## What you will do
Please set down only the lines between the line containing "grass shown in this photo." and the end of the records, inclusive, exactly as they stand.

Data records
● ● ● ● ●

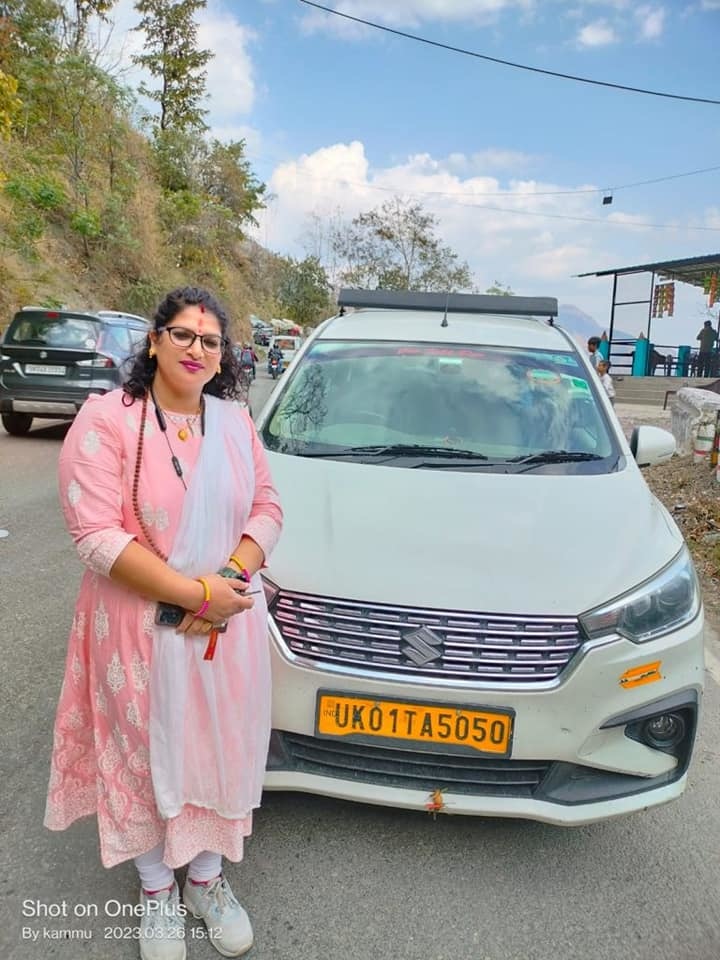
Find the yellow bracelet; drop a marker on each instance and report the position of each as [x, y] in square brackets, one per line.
[206, 602]
[241, 567]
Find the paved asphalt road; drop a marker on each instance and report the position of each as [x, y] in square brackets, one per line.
[325, 879]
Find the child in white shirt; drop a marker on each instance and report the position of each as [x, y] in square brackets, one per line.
[603, 367]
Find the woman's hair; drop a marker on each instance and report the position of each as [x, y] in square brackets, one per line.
[143, 366]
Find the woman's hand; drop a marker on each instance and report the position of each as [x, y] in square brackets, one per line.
[226, 600]
[195, 626]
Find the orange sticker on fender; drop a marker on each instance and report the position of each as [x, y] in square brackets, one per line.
[637, 676]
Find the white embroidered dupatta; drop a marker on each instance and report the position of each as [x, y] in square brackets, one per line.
[210, 719]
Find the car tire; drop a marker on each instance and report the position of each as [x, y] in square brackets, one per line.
[17, 424]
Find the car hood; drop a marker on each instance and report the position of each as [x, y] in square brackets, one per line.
[527, 544]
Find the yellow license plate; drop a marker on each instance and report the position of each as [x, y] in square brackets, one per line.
[365, 720]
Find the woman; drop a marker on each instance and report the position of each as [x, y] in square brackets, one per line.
[162, 731]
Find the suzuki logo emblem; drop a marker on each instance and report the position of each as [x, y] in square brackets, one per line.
[422, 646]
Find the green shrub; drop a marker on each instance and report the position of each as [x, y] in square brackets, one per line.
[86, 224]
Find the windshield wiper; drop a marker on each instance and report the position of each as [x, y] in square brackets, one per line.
[400, 450]
[555, 456]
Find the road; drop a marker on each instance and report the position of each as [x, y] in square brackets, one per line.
[326, 879]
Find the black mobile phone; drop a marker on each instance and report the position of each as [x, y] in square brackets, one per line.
[169, 615]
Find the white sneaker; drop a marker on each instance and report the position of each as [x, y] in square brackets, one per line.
[162, 926]
[228, 924]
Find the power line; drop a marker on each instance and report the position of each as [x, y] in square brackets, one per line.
[520, 213]
[512, 193]
[506, 63]
[606, 222]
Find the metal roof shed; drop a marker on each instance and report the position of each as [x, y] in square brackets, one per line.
[691, 270]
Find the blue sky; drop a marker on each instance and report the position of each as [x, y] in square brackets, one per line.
[338, 118]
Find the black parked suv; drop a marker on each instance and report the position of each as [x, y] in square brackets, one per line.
[52, 360]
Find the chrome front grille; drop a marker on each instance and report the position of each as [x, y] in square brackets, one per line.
[356, 637]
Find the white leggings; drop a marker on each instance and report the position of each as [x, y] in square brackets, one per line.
[156, 875]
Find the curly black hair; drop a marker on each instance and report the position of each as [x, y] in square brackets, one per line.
[143, 367]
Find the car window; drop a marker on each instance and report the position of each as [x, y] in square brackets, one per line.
[53, 330]
[497, 403]
[285, 343]
[116, 341]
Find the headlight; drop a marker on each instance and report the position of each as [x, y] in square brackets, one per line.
[667, 601]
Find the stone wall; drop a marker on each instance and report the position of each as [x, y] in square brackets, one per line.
[690, 409]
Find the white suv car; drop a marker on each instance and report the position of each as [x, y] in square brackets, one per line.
[477, 605]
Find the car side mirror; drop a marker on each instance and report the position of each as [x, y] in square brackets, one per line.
[651, 445]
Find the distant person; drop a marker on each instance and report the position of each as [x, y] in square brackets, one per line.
[707, 338]
[603, 369]
[275, 353]
[593, 351]
[248, 359]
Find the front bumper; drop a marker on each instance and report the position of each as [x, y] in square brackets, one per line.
[51, 404]
[576, 754]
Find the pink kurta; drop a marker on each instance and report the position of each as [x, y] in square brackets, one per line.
[101, 754]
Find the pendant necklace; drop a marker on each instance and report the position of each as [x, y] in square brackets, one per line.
[187, 423]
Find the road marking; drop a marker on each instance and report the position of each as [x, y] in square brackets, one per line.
[712, 661]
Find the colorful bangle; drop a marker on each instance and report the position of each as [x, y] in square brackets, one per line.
[206, 602]
[244, 572]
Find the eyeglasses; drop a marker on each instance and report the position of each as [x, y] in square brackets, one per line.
[182, 337]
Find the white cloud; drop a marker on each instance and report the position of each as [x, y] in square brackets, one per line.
[230, 83]
[599, 33]
[411, 13]
[651, 21]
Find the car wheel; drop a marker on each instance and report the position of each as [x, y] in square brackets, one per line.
[17, 424]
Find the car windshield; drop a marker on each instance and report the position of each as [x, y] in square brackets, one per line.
[444, 407]
[54, 330]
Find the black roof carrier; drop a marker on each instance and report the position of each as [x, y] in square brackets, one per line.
[452, 302]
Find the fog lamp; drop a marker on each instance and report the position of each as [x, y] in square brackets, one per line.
[665, 730]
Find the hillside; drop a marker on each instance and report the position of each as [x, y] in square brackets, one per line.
[583, 326]
[99, 209]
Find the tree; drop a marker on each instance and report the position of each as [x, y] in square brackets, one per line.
[227, 180]
[304, 292]
[395, 247]
[9, 104]
[76, 27]
[172, 56]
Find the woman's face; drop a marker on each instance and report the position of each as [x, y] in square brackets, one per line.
[187, 366]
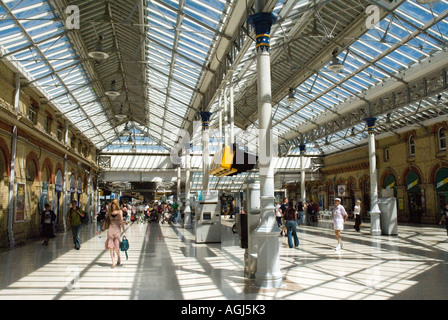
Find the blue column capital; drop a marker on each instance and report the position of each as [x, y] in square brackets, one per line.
[205, 116]
[370, 124]
[262, 22]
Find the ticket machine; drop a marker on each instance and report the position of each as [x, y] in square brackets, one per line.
[208, 217]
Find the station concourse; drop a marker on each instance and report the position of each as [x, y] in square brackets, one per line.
[200, 120]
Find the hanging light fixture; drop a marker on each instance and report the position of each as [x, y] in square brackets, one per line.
[120, 115]
[291, 98]
[99, 55]
[429, 2]
[335, 65]
[112, 93]
[125, 130]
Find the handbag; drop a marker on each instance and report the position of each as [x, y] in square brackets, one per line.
[124, 246]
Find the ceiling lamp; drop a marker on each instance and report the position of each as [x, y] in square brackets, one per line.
[335, 65]
[121, 116]
[99, 55]
[112, 93]
[291, 98]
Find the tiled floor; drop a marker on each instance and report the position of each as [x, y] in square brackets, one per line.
[166, 263]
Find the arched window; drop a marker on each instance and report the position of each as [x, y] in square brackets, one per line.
[441, 139]
[2, 167]
[411, 146]
[31, 171]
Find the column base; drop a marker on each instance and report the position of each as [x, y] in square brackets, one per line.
[375, 228]
[268, 273]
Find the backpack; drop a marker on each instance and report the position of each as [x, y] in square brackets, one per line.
[124, 246]
[86, 218]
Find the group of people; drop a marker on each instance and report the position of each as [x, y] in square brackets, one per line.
[289, 215]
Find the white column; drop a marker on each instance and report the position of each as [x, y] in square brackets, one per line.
[64, 181]
[13, 166]
[268, 273]
[232, 116]
[179, 177]
[205, 149]
[187, 209]
[374, 208]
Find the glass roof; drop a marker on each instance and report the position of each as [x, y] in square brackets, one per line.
[33, 38]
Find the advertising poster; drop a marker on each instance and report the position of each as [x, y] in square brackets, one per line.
[20, 203]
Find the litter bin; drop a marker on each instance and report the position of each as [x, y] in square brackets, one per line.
[388, 208]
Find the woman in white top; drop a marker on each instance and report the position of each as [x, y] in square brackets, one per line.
[278, 214]
[339, 217]
[357, 213]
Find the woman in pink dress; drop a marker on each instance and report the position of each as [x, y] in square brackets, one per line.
[114, 224]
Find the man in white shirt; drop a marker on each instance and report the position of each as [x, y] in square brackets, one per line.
[339, 218]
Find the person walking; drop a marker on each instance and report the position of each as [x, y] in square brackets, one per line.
[357, 214]
[339, 218]
[100, 218]
[290, 217]
[278, 215]
[114, 224]
[300, 213]
[74, 218]
[445, 217]
[47, 221]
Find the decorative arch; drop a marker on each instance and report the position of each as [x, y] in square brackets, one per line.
[388, 171]
[434, 169]
[48, 165]
[34, 160]
[4, 150]
[416, 170]
[409, 134]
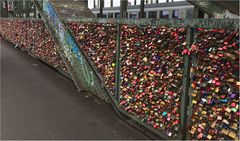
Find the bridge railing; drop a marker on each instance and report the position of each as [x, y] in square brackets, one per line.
[178, 78]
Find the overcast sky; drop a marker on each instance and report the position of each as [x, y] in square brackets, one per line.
[117, 2]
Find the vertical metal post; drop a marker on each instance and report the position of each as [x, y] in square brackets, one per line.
[111, 3]
[185, 87]
[123, 8]
[101, 8]
[118, 63]
[141, 14]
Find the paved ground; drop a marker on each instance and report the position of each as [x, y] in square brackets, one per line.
[38, 103]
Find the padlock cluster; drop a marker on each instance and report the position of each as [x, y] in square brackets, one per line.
[152, 73]
[98, 41]
[215, 85]
[33, 37]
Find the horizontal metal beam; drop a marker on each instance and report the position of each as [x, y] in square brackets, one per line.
[214, 8]
[200, 23]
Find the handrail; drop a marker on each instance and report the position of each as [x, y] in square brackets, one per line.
[192, 23]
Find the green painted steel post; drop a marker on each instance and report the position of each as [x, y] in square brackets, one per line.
[185, 87]
[118, 64]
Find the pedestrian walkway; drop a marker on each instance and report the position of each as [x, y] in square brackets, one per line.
[39, 103]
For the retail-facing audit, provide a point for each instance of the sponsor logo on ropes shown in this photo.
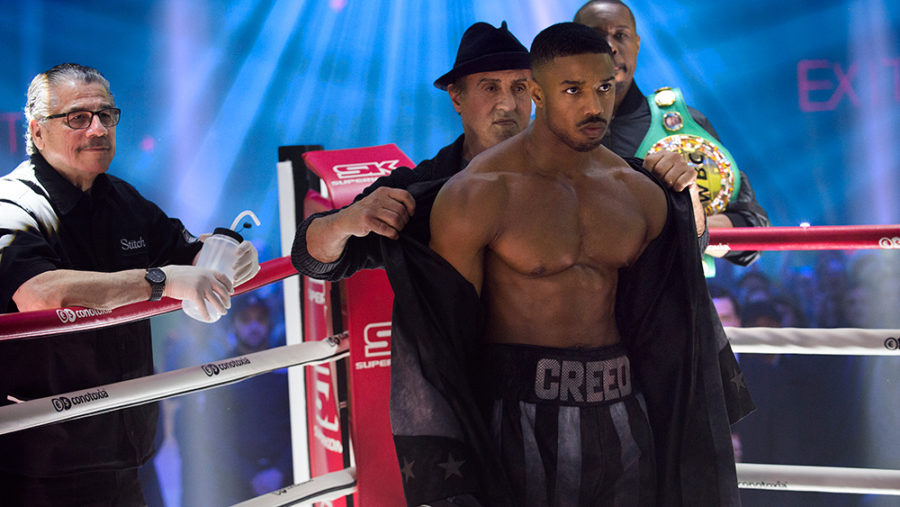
(889, 243)
(762, 484)
(67, 315)
(62, 403)
(326, 411)
(316, 291)
(213, 369)
(892, 343)
(362, 172)
(377, 339)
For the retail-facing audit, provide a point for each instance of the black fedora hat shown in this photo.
(484, 48)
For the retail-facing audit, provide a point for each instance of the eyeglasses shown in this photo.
(109, 117)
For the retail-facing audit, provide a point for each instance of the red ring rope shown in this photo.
(843, 237)
(14, 326)
(848, 237)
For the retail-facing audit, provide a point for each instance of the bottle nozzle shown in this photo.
(243, 214)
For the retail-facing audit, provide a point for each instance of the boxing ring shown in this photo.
(354, 455)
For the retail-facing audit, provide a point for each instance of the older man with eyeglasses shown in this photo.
(72, 235)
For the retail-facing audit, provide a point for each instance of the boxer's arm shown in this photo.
(671, 168)
(462, 224)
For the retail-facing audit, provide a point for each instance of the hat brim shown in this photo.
(510, 60)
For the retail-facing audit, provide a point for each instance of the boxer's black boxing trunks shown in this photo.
(569, 425)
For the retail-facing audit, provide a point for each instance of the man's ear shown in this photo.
(455, 96)
(37, 134)
(537, 93)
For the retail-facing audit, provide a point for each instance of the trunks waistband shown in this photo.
(573, 376)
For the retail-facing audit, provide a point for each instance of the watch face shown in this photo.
(155, 275)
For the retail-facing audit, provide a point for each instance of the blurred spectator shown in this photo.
(789, 311)
(726, 305)
(831, 283)
(754, 286)
(727, 308)
(234, 441)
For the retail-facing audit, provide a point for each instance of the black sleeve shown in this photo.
(743, 210)
(171, 242)
(359, 253)
(24, 252)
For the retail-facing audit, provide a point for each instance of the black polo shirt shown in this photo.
(46, 223)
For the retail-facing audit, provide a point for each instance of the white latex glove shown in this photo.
(199, 285)
(247, 263)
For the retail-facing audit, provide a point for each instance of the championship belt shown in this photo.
(672, 128)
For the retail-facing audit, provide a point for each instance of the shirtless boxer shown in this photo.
(541, 225)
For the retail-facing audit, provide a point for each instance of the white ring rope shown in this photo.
(97, 400)
(318, 489)
(790, 340)
(821, 479)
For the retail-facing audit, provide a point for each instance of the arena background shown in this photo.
(805, 94)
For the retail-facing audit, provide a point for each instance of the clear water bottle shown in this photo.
(218, 253)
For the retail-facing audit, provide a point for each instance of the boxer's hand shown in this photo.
(247, 263)
(385, 211)
(671, 168)
(199, 285)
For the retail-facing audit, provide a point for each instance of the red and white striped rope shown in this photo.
(15, 326)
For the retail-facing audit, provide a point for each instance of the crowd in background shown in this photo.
(817, 410)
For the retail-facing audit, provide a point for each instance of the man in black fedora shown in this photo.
(488, 86)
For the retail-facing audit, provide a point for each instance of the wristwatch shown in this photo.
(157, 280)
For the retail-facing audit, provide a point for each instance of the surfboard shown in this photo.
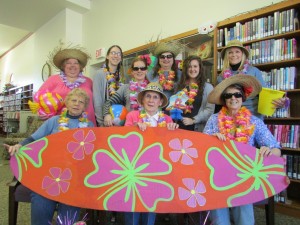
(125, 169)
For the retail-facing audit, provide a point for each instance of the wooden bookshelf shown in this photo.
(292, 206)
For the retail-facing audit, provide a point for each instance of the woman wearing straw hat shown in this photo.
(108, 80)
(166, 71)
(237, 123)
(71, 62)
(235, 61)
(152, 99)
(127, 94)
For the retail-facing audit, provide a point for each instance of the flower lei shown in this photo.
(239, 130)
(167, 84)
(63, 121)
(191, 94)
(228, 72)
(161, 118)
(80, 80)
(113, 85)
(135, 88)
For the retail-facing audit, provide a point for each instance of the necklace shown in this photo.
(161, 118)
(192, 93)
(135, 88)
(228, 72)
(112, 83)
(63, 121)
(167, 84)
(80, 80)
(239, 129)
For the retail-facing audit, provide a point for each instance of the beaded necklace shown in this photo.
(135, 88)
(239, 129)
(80, 80)
(161, 118)
(191, 94)
(63, 121)
(228, 72)
(167, 84)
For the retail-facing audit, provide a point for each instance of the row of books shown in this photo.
(281, 79)
(278, 23)
(269, 51)
(286, 135)
(292, 166)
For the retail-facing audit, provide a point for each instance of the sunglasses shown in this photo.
(236, 95)
(139, 68)
(166, 56)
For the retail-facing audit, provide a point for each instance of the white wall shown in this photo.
(129, 23)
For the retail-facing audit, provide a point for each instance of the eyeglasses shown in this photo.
(115, 53)
(139, 68)
(236, 95)
(166, 56)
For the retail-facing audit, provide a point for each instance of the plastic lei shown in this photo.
(63, 121)
(191, 94)
(167, 84)
(161, 118)
(228, 72)
(239, 129)
(135, 88)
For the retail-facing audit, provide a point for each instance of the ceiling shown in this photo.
(20, 18)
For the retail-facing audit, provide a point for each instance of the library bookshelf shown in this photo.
(272, 36)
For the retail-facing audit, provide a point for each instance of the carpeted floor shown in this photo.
(24, 208)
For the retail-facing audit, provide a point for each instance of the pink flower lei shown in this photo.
(80, 80)
(135, 88)
(228, 72)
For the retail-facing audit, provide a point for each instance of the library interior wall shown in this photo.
(127, 23)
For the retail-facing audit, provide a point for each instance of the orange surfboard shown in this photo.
(125, 169)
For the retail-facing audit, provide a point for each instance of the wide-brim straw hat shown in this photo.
(250, 84)
(234, 43)
(60, 55)
(156, 87)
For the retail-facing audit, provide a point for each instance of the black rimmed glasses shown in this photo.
(170, 56)
(139, 68)
(236, 95)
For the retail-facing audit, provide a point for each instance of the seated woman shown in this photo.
(235, 122)
(76, 101)
(152, 99)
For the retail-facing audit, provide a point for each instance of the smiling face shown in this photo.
(71, 68)
(166, 60)
(139, 75)
(75, 105)
(235, 55)
(151, 102)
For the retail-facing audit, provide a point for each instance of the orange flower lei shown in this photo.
(239, 130)
(191, 94)
(167, 84)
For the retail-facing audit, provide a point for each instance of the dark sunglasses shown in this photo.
(139, 68)
(166, 56)
(236, 95)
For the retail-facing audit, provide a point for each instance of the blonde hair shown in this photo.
(79, 93)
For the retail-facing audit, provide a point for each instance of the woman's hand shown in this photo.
(220, 136)
(12, 149)
(187, 121)
(108, 120)
(172, 126)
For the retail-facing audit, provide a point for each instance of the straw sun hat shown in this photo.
(156, 87)
(234, 43)
(60, 54)
(250, 84)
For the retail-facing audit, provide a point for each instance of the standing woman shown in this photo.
(107, 81)
(127, 94)
(193, 83)
(166, 71)
(70, 62)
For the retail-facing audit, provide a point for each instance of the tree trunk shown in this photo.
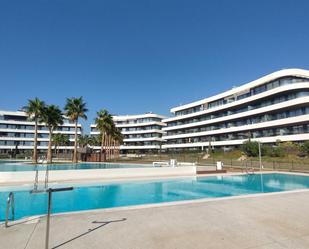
(75, 144)
(35, 144)
(102, 145)
(49, 150)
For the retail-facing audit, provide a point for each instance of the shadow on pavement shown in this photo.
(103, 223)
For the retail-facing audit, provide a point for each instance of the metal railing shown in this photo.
(36, 179)
(9, 203)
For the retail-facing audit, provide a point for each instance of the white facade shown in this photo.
(141, 132)
(274, 107)
(17, 132)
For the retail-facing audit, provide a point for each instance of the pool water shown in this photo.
(146, 192)
(9, 166)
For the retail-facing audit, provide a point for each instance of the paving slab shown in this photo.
(278, 221)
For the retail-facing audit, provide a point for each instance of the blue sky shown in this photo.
(140, 55)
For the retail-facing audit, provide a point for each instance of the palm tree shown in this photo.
(52, 117)
(34, 111)
(104, 122)
(59, 139)
(75, 108)
(83, 140)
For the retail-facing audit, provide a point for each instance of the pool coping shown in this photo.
(143, 178)
(35, 218)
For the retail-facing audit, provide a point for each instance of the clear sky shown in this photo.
(135, 56)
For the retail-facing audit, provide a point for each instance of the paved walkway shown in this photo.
(266, 222)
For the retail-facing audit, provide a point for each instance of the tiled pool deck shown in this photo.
(265, 222)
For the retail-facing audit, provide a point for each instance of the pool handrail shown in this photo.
(9, 203)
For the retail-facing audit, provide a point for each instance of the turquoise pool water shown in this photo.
(8, 166)
(147, 192)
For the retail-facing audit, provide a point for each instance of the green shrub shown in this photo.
(250, 148)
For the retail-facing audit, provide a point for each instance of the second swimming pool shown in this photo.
(111, 195)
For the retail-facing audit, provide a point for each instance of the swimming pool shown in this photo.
(111, 195)
(9, 166)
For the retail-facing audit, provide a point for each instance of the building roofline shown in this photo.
(244, 87)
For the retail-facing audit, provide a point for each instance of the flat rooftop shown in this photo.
(271, 221)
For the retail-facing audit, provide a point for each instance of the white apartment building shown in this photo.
(142, 133)
(17, 132)
(274, 107)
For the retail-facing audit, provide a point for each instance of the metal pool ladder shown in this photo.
(36, 179)
(9, 203)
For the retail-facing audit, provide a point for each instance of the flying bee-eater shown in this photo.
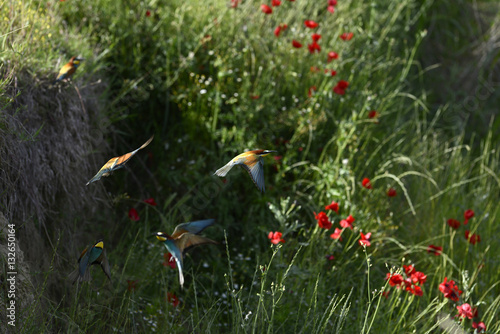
(185, 237)
(92, 254)
(116, 163)
(252, 162)
(68, 69)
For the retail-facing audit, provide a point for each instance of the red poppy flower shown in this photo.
(133, 214)
(454, 223)
(333, 206)
(332, 55)
(436, 250)
(473, 238)
(337, 234)
(279, 29)
(313, 47)
(409, 269)
(316, 37)
(366, 183)
(365, 239)
(417, 291)
(407, 283)
(418, 277)
(394, 279)
(468, 214)
(234, 3)
(341, 87)
(346, 36)
(275, 237)
(311, 90)
(310, 24)
(266, 9)
(131, 285)
(465, 311)
(344, 223)
(169, 260)
(323, 220)
(172, 299)
(150, 201)
(480, 326)
(450, 290)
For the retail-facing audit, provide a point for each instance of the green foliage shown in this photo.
(210, 82)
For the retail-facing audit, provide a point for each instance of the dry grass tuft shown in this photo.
(47, 137)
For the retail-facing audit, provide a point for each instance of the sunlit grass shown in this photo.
(210, 82)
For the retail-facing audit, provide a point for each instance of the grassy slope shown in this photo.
(157, 67)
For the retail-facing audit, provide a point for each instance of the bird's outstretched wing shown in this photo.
(188, 241)
(177, 254)
(65, 71)
(192, 227)
(116, 163)
(224, 169)
(255, 169)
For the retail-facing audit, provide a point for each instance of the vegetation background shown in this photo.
(210, 80)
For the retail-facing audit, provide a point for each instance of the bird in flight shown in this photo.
(252, 162)
(116, 163)
(183, 238)
(92, 254)
(67, 70)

● ● ● ● ●

## Solution to the problem
For the retail-facing audit, provide a point for each instance of the sunlit grass shown in this photo.
(210, 82)
For the retail-facing audit, provide a point for each instance of the grassy slope shown in this photo.
(157, 67)
For the retail-facing audit, provide a point for each instance of the bird's outstretched wing shown in this photo.
(188, 241)
(177, 254)
(65, 71)
(192, 227)
(116, 163)
(224, 169)
(255, 169)
For the retail-facing audit, provide a point for each instance of the vegetation background shown in this photo.
(210, 80)
For the retail-facing audit, provide a point for each instance of the bird in flight shown in this photo.
(252, 162)
(116, 163)
(183, 238)
(92, 254)
(67, 70)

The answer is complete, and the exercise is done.